----- INPUT MATERIAL -----

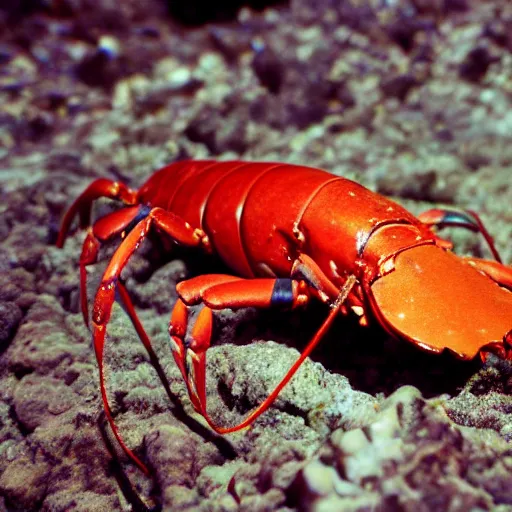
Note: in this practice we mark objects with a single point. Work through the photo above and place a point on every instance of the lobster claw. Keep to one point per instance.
(444, 303)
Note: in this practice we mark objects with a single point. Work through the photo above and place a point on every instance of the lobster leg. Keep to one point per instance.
(464, 219)
(102, 230)
(83, 204)
(235, 293)
(179, 231)
(502, 274)
(217, 292)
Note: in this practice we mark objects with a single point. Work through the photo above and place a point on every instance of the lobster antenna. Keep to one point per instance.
(335, 306)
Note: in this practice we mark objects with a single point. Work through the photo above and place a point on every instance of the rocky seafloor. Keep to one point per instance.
(411, 98)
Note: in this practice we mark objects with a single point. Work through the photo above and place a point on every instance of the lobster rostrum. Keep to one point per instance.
(292, 233)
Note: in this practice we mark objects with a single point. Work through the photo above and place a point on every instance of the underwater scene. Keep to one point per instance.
(334, 180)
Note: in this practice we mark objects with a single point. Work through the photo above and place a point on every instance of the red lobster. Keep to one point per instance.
(294, 233)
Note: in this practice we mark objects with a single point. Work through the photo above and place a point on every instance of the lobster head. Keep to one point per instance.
(441, 302)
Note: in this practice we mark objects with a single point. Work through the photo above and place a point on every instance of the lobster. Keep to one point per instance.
(291, 234)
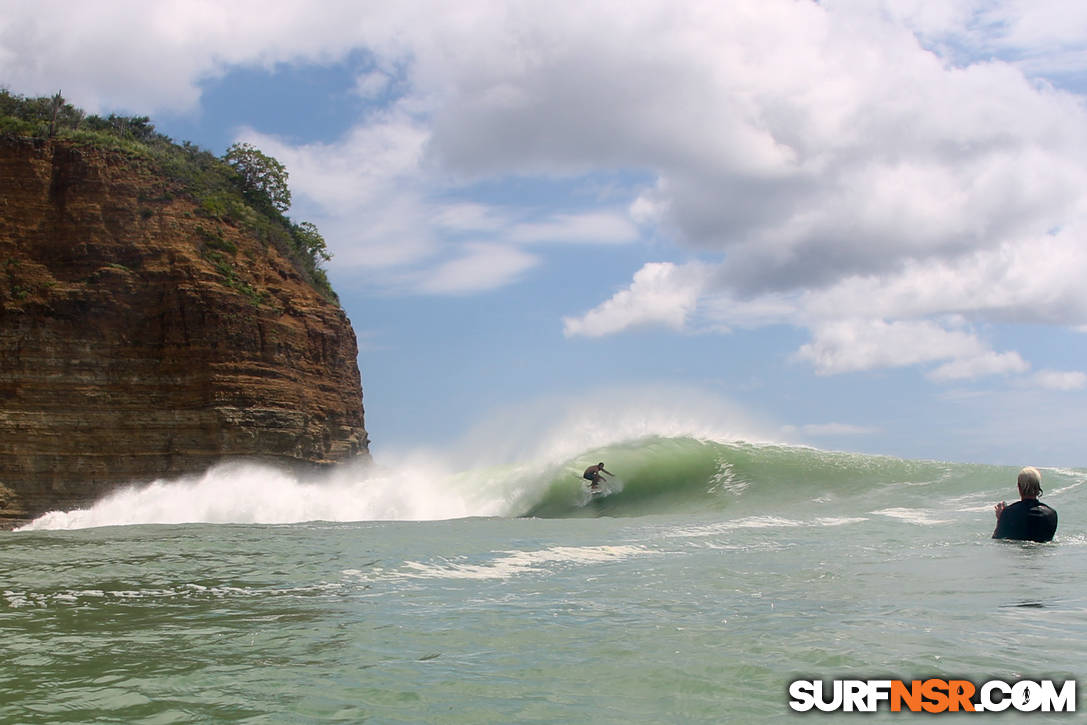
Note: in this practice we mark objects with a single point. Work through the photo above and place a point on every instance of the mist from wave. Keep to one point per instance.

-----

HOW TO COMPLETE THIS TASK: For your answer, write out the data exactly and drop every picture.

ANSWER SECTION:
Note: in this practice we mark objects with a single point. Work through the photo above and place a point on every instance of the lobster claw. Keep to one point per instance.
(444, 303)
Note: in this practice we mark objects with a single point. Work through the photo above and place a point on every instance of the lobster leg. Keep to one point per instance.
(464, 219)
(102, 230)
(83, 204)
(235, 293)
(179, 231)
(502, 274)
(217, 292)
Note: in this practice we mark objects with a single point. Work through the photo above and place a point on every instance of the lobster antenna. Keep to one point per instance.
(335, 306)
Note: in this practice we mark objects with a single point. Work through the photo above and place a point on every instance of the rocky seafloor. Keep to one point per instance.
(411, 98)
Note: in this practice we mark objects with a single point. Work through the photo above and place a point on every instance of the lobster rostrum. Keep to one point per instance.
(292, 233)
Note: in this practice we mark objects with a single point. Work through the photo above and place a point on every instance of the underwater scene. Keep to one point per instance.
(334, 180)
Note: in this practice we mark objects with a single point. Work through the photo above and place a point on every instance of the red lobster. Keep to one point per instance.
(294, 233)
Note: in this practice we mark objects with a single point. Work through the photo above and place a point on every instance of the lobster head. Keep to one point per instance.
(441, 302)
Note: in this practice we mark objects with a single point. Work through the photo above and place a point on every instance of the lobster. Keep to one point per instance.
(291, 234)
Note: in this practice we mark objects with a single point. Work through the photo above and place a point on every instance of the mist from wave. Keep to one point per instance.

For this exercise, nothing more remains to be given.